#### [Data to use]
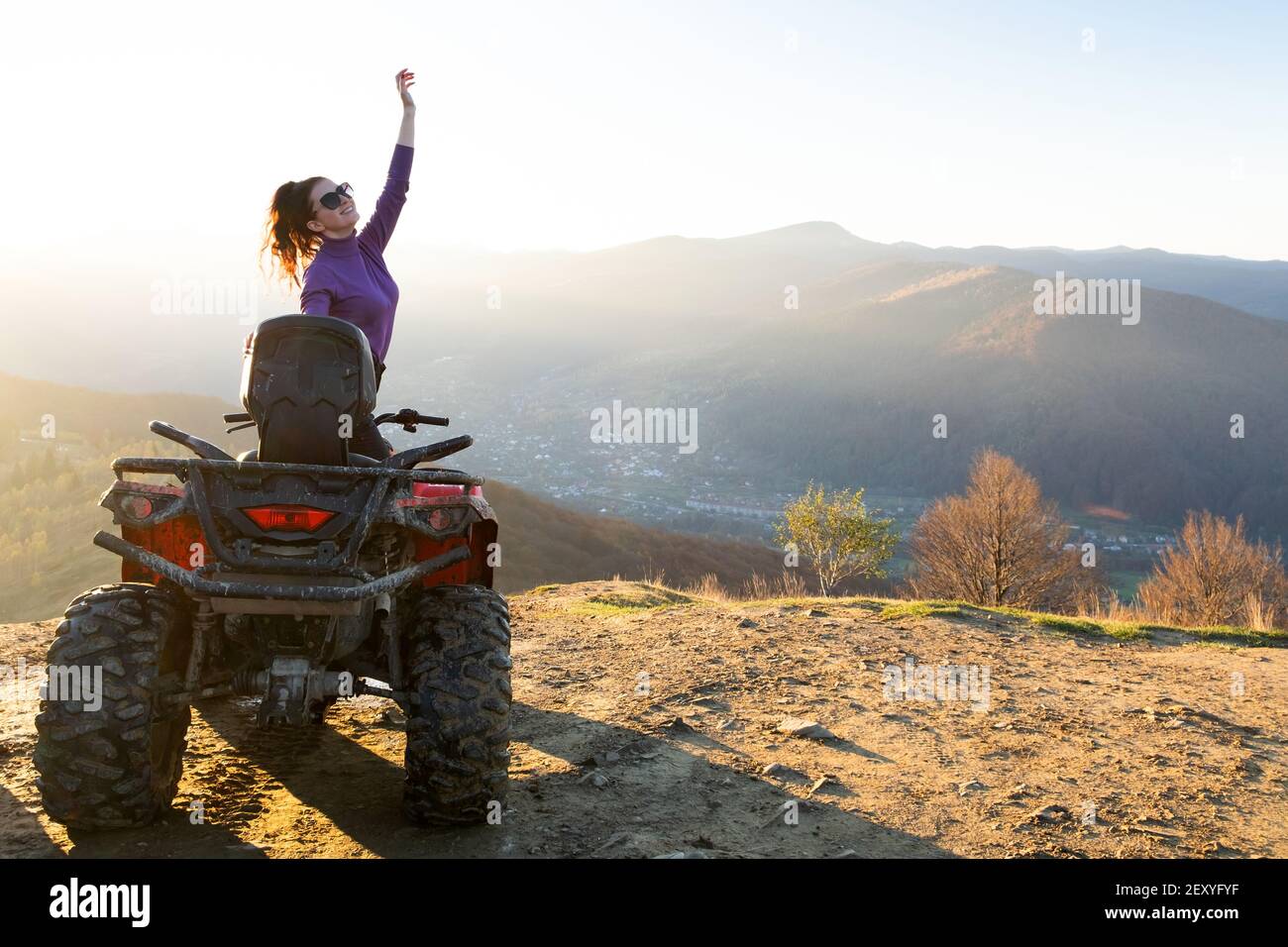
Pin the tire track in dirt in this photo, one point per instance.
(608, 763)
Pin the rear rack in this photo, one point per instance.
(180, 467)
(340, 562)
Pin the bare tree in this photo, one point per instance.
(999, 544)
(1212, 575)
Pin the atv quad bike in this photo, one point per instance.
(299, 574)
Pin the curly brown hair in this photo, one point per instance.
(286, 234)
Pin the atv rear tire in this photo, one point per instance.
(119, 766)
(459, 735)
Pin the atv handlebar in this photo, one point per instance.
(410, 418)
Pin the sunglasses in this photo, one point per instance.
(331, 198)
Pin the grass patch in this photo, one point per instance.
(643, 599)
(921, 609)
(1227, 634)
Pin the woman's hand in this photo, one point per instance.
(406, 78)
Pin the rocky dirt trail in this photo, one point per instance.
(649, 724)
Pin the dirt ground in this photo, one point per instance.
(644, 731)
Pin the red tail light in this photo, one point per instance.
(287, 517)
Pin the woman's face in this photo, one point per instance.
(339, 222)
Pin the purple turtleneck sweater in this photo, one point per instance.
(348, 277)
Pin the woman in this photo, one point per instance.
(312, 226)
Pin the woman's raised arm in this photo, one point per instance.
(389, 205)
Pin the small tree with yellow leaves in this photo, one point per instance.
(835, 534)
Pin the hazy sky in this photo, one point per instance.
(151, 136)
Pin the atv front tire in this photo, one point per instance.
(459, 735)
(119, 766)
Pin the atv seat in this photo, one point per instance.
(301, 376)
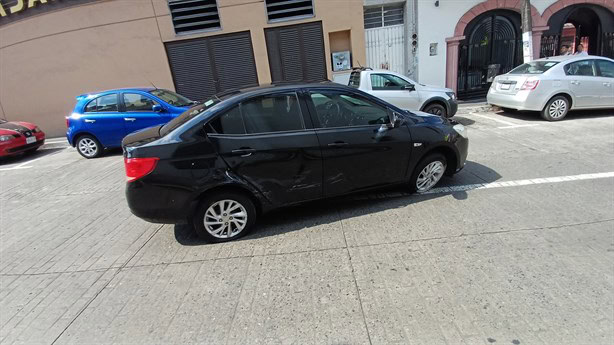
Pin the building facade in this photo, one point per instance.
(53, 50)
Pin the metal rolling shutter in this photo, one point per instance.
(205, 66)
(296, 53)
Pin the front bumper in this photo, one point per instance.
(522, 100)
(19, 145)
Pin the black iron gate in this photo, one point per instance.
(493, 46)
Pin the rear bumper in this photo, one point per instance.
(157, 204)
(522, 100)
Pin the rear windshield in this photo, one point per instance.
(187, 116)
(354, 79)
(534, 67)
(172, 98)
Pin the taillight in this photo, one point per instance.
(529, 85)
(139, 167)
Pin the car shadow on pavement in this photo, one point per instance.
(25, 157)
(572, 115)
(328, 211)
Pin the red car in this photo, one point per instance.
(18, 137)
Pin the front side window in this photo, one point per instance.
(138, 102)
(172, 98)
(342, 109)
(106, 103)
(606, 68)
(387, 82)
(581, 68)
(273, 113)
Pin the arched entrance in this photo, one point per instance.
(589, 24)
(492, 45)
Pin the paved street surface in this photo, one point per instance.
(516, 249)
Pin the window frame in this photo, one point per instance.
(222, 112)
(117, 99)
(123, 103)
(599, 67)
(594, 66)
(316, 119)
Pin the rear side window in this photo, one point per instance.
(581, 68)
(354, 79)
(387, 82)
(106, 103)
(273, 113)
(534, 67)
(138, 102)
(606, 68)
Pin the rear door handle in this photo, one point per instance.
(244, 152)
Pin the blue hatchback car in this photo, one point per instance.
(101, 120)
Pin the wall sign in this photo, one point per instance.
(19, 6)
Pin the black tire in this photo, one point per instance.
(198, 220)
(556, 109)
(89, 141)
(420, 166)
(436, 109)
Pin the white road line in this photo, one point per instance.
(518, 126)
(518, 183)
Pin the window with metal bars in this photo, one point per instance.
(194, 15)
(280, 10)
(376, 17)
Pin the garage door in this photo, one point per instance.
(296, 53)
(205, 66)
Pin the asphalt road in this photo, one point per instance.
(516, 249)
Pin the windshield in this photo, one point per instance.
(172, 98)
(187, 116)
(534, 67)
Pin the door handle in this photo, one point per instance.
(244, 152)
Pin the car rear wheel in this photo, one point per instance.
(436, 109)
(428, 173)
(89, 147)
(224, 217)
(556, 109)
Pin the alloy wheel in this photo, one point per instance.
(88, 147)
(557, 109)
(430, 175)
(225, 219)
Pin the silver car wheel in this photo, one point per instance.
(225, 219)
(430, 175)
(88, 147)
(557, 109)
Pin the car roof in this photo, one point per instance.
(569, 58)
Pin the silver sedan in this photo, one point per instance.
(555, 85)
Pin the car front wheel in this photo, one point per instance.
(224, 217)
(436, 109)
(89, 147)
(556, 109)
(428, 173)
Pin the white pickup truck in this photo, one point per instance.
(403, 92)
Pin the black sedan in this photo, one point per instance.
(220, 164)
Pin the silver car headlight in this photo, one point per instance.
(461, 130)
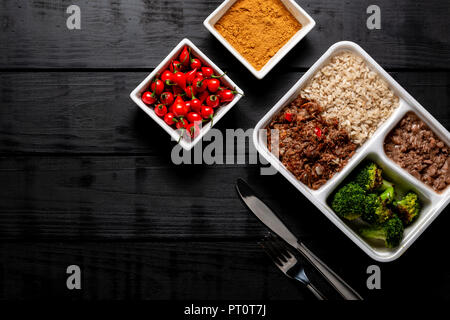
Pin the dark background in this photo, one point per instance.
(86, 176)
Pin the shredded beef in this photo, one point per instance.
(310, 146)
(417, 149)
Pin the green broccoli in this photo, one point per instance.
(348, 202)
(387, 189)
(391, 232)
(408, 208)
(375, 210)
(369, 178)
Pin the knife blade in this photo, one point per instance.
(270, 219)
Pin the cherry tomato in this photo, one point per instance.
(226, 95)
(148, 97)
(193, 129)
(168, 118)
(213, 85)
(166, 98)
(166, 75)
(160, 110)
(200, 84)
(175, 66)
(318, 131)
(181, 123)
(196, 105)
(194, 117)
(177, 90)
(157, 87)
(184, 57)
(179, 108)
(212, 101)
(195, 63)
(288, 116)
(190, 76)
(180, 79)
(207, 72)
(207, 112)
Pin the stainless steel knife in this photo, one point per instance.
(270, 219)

#### [The exercise]
Quote every entry exactly, with the pictures omitted.

#### [Task result]
Pin the tire track in dirt in this photo, one point per instance.
(608, 763)
Pin the rear rack in this photo, one point per instance.
(180, 467)
(340, 562)
Pin the bare tree in this photo, one point per instance.
(999, 544)
(1212, 575)
Pin the atv quad bike in this photo, one point per instance.
(299, 574)
Pin the curly brown hair in this photo, one point per instance.
(286, 234)
Pin the atv rear tire in this photo, one point per instance.
(119, 766)
(459, 735)
Pin the atv handlebar in this photo, one point per instance.
(410, 418)
Pin the sunglasses in this photo, one point per instance.
(331, 198)
Pin the grass patch in this photo, one point per instance.
(643, 599)
(921, 609)
(1227, 634)
Pin the woman's hand in this photo, one point per instance.
(406, 78)
Pin the rocky dirt trail in this photo, one point per instance.
(649, 724)
Pin the dirt ground in this photo, one point per instance.
(644, 731)
Pin the red tail light in this photo, one point per instance.
(287, 517)
Pin the woman's face in this photo, one point per instance.
(339, 222)
Pin the purple turtleneck sweater in this photo, one point per instance.
(348, 277)
Pin the woman in this photo, one point per instance.
(312, 226)
Pin the woman's raised arm in this photo, one point per instance.
(389, 205)
Pin the small tree with yellow leaves in this photo, one point per instance.
(835, 534)
Pin the hazy sky in this photo, one point per instance.
(151, 136)
Pin the atv front tire in this photo, one point per instance.
(459, 735)
(119, 766)
Pin the atv seat in this photo, one point per instance.
(301, 376)
Pin the building facade in this photo, one point per instance.
(53, 50)
Pin the metal rolling shutter in this photo, one point per instance.
(205, 66)
(296, 53)
Pin the front bumper in this photo, one point per instance.
(522, 100)
(19, 145)
Pin the black iron gate in this photo, one point per instance.
(493, 46)
Pin the rear bumper in this photo, one point per instance.
(157, 204)
(522, 100)
Pin the rear windshield in this photo, one point per instance.
(187, 116)
(354, 79)
(534, 67)
(172, 98)
Pin the taillight in this photo, one point per instance.
(529, 85)
(139, 167)
Pin the car shadow on pavement in this photo, one point per instance.
(25, 157)
(572, 115)
(328, 211)
Pin the red car in this photo, one point per instance.
(18, 137)
Pin the front side window in this photo, one point per instance.
(138, 102)
(172, 98)
(342, 109)
(106, 103)
(606, 68)
(387, 82)
(581, 68)
(273, 113)
Pin the arched entrance in this photo, one point per instance.
(589, 24)
(492, 45)
Pin the paved street surface in this photo, one point per instance.
(516, 249)
Pin the window frame in this photo, one point per instance.
(222, 112)
(117, 99)
(123, 103)
(599, 67)
(594, 66)
(316, 119)
Pin the rear side window in this photo, one point per instance.
(581, 68)
(354, 79)
(387, 82)
(106, 103)
(273, 113)
(534, 67)
(138, 102)
(606, 68)
Pin the rear door handle in this photo, one point per instance.
(244, 152)
Pin the blue hatchback car in this photo, one point per instance.
(101, 120)
Pin the wall sign in this photo, one point per instance.
(19, 6)
Pin the black tire in this photo, one point per instance.
(198, 220)
(556, 109)
(89, 141)
(420, 166)
(436, 109)
Pin the white road line in this photo, one point per instance.
(518, 126)
(518, 183)
Pin the window with metal bars in this photo, one point per instance.
(194, 15)
(280, 10)
(376, 17)
Pin the garage door in this photo, one point per instance.
(296, 53)
(205, 66)
Pin the asphalt road in this photo, one point per instance.
(516, 249)
Pin the windshield in this photo, one point per instance.
(172, 98)
(187, 116)
(534, 67)
Pin the door handle in this photo, one point per instance.
(244, 152)
Pin the car rear wheel in this photo, one point per instance.
(436, 109)
(428, 173)
(89, 147)
(224, 217)
(556, 109)
Pin the alloy wheel in this photo, one point per instance.
(88, 147)
(557, 109)
(430, 175)
(225, 219)
Pin the silver car wheel in this photo, one point per instance.
(225, 219)
(430, 175)
(88, 147)
(557, 109)
Pin the car roof in this photo, one point per instance.
(569, 58)
Pin the silver sedan in this photo, one point per instance.
(555, 85)
Pin the car front wheel in this photo, one point per instance.
(224, 217)
(436, 109)
(89, 147)
(556, 109)
(428, 173)
Pin the white pickup truck in this photo, one point per instance.
(403, 92)
Pin the black sedan in this photo, one point per instance.
(220, 164)
Pin the silver car headlight in this photo, one point per instance.
(461, 130)
Pin the dark background in this photo, one point per instance.
(86, 176)
Pin the shredded beef in this photo, one point per instance.
(310, 146)
(417, 149)
Pin the green broccoli in this photo, one point per instance.
(348, 202)
(387, 189)
(391, 232)
(408, 208)
(375, 210)
(369, 178)
Pin the knife blade in this photo, one point per instance.
(270, 219)
Pin the cherry tomato in this photo, one point per instance.
(226, 95)
(148, 97)
(193, 129)
(168, 118)
(213, 85)
(166, 98)
(166, 75)
(160, 110)
(200, 84)
(175, 66)
(318, 131)
(181, 123)
(196, 105)
(194, 117)
(177, 90)
(157, 87)
(184, 57)
(179, 108)
(212, 101)
(195, 63)
(288, 116)
(190, 76)
(180, 79)
(207, 72)
(207, 112)
Pin the stainless steel knife in this photo, one point per instance.
(270, 219)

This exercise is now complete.